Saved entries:
· · · · ·

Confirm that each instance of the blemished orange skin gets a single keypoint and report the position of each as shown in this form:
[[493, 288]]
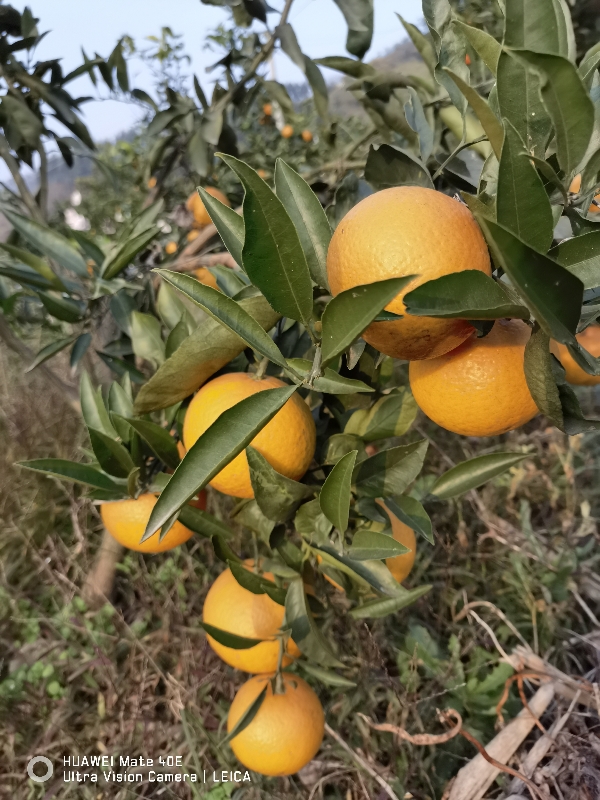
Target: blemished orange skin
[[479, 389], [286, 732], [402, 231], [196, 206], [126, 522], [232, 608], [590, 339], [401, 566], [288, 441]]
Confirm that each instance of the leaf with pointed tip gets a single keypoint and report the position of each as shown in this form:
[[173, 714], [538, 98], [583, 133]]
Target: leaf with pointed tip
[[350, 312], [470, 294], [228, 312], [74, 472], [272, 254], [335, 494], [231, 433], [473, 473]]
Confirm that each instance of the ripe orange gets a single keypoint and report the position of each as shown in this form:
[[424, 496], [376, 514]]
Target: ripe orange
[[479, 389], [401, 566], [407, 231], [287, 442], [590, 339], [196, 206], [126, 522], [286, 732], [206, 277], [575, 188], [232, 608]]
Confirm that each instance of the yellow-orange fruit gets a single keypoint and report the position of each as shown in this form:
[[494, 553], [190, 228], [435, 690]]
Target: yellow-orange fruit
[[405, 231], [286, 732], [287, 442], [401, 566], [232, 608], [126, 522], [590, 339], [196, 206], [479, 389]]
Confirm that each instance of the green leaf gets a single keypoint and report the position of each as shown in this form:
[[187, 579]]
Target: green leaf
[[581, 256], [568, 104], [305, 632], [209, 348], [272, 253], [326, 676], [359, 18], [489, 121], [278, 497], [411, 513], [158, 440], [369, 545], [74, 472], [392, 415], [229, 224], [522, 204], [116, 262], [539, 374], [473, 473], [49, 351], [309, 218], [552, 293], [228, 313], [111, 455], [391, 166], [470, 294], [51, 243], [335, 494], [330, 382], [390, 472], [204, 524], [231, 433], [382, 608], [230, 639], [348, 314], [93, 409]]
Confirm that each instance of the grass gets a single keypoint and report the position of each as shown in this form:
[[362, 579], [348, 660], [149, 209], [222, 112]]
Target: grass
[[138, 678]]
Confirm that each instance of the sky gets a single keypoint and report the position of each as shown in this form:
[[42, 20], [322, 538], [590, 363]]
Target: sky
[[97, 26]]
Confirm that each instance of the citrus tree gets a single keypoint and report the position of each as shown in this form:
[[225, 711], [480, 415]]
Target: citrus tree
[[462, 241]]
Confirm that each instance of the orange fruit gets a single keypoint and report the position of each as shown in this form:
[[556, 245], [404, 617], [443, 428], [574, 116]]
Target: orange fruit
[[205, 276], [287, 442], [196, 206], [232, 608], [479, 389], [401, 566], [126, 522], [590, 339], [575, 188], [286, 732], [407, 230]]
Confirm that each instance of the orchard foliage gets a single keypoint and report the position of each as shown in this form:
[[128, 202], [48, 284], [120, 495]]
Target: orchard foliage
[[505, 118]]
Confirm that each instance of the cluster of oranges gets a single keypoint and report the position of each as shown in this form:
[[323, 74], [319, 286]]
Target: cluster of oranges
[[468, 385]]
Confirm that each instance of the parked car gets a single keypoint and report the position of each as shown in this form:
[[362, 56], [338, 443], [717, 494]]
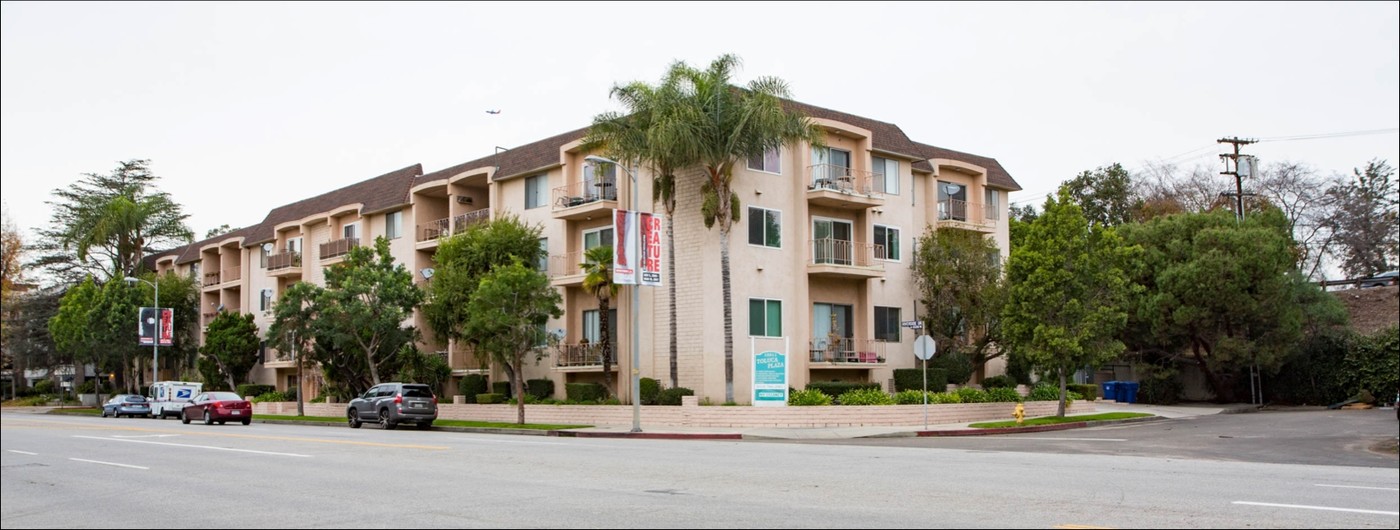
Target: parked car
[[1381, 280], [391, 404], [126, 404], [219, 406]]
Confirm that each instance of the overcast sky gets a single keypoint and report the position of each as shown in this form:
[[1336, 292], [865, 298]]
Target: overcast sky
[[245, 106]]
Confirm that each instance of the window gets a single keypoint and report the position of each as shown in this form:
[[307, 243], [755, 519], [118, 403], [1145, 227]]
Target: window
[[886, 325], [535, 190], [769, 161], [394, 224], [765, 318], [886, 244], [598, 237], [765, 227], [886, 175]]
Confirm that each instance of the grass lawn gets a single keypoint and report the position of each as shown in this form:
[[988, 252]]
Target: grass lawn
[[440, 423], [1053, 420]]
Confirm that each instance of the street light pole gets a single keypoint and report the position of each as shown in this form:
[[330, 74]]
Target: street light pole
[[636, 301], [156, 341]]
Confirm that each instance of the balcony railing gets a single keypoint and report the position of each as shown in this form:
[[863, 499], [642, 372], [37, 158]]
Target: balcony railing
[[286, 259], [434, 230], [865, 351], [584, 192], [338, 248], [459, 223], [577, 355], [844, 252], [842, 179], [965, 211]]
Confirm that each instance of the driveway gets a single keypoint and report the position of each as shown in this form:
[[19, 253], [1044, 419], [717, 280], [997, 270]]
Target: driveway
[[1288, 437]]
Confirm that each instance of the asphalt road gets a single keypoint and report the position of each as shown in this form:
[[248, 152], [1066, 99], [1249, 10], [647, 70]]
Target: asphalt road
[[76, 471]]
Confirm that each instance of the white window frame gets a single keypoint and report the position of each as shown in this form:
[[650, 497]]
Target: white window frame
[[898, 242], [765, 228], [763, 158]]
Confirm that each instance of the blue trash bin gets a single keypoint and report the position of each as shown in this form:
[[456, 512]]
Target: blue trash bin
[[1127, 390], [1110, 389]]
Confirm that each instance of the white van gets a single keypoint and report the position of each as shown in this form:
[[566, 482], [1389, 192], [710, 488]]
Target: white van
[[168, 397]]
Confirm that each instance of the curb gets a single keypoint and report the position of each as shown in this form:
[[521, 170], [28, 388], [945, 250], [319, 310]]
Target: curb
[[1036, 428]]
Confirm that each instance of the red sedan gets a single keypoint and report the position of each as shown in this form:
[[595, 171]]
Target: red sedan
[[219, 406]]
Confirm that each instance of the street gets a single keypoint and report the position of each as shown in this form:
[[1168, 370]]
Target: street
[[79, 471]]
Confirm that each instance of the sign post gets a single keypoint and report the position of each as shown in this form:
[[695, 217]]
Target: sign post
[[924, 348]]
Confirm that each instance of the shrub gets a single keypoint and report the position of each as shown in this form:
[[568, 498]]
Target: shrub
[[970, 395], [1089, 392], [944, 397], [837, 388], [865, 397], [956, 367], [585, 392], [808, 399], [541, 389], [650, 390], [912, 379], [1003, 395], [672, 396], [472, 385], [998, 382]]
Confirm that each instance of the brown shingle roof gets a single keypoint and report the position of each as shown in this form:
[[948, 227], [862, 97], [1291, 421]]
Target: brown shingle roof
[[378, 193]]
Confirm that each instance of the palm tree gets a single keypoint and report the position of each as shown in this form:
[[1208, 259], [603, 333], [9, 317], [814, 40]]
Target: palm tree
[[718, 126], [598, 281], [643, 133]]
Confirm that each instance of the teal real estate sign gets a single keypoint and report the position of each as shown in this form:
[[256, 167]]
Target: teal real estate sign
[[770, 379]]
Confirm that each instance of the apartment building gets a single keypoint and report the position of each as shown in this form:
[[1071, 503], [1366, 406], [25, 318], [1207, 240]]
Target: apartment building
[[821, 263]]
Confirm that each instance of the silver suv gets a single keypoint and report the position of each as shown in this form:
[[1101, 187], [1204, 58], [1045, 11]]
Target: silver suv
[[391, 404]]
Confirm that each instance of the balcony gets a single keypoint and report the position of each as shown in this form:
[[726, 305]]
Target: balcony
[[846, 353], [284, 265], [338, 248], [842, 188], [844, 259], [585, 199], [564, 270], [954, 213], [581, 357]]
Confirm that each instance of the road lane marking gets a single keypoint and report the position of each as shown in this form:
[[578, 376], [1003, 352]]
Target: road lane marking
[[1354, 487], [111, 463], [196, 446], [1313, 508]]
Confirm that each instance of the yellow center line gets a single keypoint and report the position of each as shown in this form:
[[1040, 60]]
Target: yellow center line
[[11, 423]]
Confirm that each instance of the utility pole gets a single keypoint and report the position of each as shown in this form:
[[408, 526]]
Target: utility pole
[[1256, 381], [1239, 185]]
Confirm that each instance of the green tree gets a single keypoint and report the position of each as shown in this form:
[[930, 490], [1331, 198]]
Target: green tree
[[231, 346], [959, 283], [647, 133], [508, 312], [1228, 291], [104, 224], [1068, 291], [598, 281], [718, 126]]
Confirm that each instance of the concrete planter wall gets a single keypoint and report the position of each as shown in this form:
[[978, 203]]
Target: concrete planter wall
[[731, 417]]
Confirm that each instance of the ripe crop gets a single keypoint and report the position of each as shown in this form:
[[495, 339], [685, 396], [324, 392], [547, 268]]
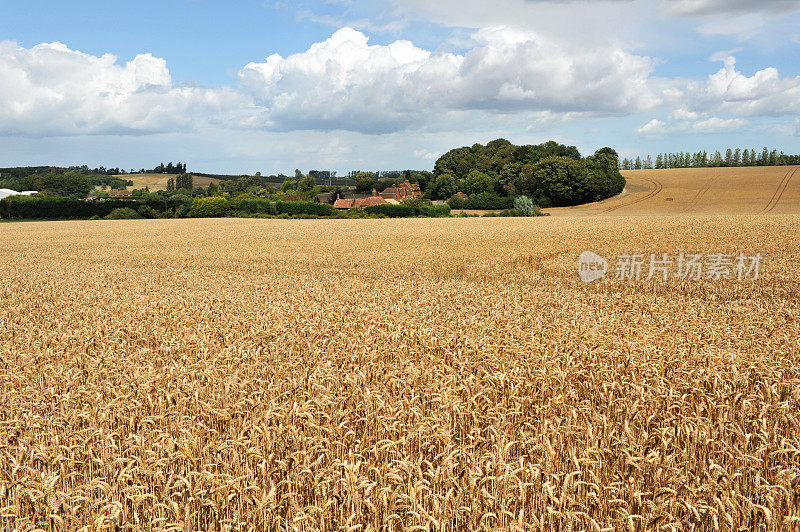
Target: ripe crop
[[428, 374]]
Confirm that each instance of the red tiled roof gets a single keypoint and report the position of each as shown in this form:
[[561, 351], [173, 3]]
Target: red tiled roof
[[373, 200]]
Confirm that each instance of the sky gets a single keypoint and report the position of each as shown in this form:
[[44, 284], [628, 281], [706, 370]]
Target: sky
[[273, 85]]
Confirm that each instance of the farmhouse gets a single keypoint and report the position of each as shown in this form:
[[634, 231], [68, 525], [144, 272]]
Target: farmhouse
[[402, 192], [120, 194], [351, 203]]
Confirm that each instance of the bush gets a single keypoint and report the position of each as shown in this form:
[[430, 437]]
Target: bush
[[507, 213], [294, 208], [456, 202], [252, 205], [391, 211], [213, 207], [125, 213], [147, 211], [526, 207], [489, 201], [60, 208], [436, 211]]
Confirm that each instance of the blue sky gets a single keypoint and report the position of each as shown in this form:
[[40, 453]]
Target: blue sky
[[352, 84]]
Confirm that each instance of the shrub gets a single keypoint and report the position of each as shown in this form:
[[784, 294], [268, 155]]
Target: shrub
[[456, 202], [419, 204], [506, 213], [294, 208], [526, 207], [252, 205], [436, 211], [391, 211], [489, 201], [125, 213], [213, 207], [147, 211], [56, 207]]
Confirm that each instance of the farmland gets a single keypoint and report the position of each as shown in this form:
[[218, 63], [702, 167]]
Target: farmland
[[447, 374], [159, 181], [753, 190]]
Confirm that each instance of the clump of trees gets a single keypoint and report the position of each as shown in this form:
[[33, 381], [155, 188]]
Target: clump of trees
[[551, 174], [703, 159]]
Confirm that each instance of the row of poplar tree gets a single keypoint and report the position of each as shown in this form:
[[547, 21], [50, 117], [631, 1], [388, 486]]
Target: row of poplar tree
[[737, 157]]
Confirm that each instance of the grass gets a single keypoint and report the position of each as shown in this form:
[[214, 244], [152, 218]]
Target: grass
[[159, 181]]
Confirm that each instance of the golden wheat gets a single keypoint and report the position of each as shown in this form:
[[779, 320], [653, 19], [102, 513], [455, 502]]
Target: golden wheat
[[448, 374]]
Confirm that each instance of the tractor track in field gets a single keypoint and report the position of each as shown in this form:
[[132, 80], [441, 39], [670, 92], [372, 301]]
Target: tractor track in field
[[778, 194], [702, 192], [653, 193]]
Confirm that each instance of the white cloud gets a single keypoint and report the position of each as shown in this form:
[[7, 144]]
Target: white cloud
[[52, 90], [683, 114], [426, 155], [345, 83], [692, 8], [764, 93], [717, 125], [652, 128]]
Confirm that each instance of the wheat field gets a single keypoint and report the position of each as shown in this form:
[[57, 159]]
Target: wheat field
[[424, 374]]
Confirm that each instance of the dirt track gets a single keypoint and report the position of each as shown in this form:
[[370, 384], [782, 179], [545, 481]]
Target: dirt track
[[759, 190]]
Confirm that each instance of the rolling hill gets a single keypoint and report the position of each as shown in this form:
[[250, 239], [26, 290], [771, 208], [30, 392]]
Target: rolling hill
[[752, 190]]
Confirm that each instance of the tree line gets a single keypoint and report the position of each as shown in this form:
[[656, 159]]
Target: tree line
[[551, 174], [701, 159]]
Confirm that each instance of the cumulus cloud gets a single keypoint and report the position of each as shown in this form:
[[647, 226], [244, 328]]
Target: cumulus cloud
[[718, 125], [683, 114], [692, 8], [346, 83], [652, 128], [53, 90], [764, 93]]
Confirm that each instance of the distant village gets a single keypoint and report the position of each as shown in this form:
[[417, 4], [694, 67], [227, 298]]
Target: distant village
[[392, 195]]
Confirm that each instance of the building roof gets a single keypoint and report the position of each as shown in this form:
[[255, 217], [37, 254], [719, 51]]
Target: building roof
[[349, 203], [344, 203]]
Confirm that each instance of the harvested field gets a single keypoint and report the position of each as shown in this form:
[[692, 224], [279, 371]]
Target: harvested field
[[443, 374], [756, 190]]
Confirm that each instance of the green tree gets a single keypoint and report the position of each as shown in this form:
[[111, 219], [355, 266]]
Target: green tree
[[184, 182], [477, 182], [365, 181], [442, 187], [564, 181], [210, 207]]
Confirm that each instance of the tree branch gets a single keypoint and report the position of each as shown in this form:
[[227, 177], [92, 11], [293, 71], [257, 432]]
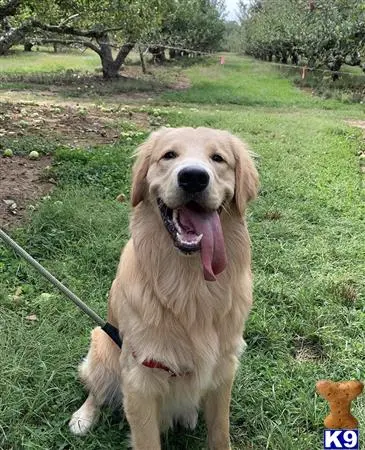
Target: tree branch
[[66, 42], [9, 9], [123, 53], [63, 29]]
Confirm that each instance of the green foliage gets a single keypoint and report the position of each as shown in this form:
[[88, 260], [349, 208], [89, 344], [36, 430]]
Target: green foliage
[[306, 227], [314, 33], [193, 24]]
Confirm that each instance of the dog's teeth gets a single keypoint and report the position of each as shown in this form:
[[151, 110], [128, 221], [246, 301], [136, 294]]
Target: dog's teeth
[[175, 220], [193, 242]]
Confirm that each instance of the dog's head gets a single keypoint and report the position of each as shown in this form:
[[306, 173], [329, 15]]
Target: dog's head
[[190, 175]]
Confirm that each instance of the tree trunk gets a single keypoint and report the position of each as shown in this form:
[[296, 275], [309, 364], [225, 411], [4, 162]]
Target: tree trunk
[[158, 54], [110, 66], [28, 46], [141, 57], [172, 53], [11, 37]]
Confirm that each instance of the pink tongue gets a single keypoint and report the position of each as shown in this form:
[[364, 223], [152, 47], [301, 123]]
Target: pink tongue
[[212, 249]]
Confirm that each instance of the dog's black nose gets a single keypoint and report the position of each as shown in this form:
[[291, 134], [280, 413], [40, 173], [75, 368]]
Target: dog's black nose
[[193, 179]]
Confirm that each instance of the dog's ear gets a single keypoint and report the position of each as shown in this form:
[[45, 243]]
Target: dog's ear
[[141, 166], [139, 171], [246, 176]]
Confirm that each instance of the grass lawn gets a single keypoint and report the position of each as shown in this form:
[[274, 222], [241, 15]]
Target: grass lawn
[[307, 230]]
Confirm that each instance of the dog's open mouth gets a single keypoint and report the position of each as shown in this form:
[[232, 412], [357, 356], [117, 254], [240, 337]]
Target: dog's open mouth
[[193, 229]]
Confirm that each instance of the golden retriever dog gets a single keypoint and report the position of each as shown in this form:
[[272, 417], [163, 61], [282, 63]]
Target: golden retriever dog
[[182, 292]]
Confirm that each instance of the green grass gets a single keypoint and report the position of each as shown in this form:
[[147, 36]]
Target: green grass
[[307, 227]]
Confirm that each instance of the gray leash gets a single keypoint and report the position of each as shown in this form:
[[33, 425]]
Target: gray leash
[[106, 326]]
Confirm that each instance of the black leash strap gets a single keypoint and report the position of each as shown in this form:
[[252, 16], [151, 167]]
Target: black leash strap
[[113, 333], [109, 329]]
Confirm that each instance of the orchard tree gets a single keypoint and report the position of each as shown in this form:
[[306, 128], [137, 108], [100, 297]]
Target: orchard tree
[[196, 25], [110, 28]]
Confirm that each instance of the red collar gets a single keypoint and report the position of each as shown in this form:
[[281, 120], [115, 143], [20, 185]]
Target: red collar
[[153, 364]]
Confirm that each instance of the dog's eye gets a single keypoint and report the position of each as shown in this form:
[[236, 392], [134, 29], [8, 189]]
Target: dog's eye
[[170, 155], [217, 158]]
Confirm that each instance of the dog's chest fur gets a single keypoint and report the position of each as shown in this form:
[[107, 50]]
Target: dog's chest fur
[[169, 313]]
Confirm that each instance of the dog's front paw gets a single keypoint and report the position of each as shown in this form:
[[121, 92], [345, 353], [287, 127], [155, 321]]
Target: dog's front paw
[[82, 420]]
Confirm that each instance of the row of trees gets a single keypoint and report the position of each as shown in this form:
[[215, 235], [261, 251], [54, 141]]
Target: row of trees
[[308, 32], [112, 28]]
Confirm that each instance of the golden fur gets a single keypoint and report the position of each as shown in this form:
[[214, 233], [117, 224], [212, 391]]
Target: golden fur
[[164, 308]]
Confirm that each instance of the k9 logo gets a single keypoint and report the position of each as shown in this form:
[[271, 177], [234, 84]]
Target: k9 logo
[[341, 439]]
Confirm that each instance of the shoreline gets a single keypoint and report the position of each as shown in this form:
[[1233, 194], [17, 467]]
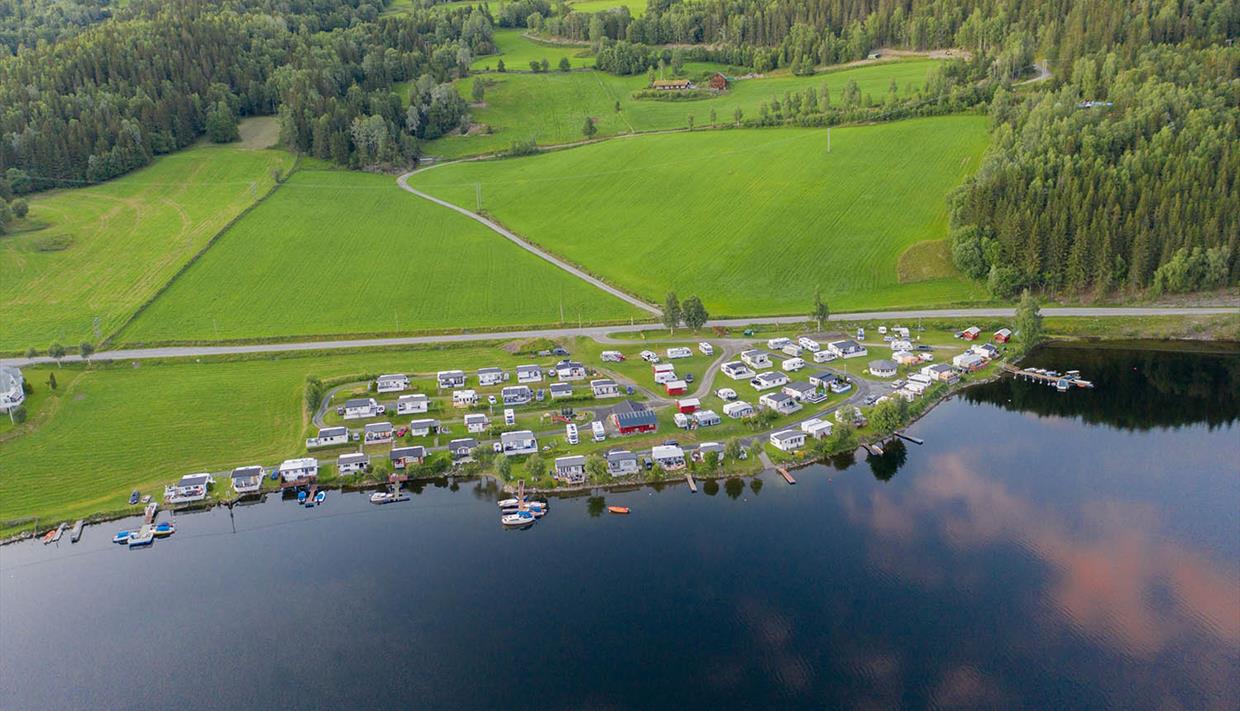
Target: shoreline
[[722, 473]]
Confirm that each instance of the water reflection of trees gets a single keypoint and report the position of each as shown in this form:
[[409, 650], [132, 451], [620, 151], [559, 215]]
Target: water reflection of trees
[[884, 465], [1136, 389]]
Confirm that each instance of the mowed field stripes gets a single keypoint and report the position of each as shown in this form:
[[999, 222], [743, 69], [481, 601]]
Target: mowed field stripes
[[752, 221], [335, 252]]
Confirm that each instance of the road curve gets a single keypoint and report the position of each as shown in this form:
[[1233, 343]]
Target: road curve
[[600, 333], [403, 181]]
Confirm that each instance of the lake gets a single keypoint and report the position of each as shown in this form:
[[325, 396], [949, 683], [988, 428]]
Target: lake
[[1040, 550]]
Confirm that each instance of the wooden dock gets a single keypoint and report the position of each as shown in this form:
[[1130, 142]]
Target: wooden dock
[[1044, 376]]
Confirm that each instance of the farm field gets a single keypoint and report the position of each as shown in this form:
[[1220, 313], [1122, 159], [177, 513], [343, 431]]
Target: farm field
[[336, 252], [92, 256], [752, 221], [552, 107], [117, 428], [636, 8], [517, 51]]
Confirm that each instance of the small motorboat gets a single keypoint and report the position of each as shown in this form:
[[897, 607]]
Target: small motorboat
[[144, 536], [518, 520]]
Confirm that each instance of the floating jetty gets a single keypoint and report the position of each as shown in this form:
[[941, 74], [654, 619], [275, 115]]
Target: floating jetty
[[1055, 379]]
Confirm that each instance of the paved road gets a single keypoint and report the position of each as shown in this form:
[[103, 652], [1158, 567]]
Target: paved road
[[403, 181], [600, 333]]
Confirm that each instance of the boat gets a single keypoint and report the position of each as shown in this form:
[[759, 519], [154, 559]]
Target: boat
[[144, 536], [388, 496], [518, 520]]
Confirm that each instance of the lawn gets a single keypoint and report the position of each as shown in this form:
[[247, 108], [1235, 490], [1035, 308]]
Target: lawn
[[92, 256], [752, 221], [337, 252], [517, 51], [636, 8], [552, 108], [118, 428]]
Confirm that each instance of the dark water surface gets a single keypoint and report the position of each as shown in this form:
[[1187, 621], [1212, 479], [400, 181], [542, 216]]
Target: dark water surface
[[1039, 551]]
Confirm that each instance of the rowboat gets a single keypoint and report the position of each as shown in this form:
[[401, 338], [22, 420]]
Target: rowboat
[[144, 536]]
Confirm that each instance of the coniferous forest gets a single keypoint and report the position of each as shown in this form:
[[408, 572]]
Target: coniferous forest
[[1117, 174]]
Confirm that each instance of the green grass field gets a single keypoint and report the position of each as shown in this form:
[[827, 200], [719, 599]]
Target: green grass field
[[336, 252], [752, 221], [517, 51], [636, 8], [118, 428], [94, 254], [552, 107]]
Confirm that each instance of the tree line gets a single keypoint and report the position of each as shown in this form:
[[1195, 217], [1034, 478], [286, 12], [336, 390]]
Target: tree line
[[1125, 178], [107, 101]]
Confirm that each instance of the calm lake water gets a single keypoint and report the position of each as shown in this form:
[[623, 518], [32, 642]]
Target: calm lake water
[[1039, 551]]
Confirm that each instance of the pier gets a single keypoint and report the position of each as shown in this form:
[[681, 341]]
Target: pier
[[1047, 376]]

· · · · ·

Task instructions:
Copy the lines of the records from the start through the line containing "433], [473, 473]]", without any changes, and omit the pictures.

Final result:
Confirm that each instance of the blemished orange skin gets a single keypoint and report the position of each as shown in this form:
[[493, 288]]
Target: blemished orange skin
[[479, 389], [286, 732], [402, 231], [196, 206], [126, 522], [232, 608], [590, 339], [401, 566], [288, 441]]
Confirm that each instance of the leaf with pointed tip gets a single keypoint and report the position of each as shown in this form:
[[173, 714], [538, 98], [583, 133]]
Target: leaf with pointed tip
[[350, 312], [470, 294], [228, 312], [74, 472], [272, 254], [335, 494], [231, 433], [473, 473]]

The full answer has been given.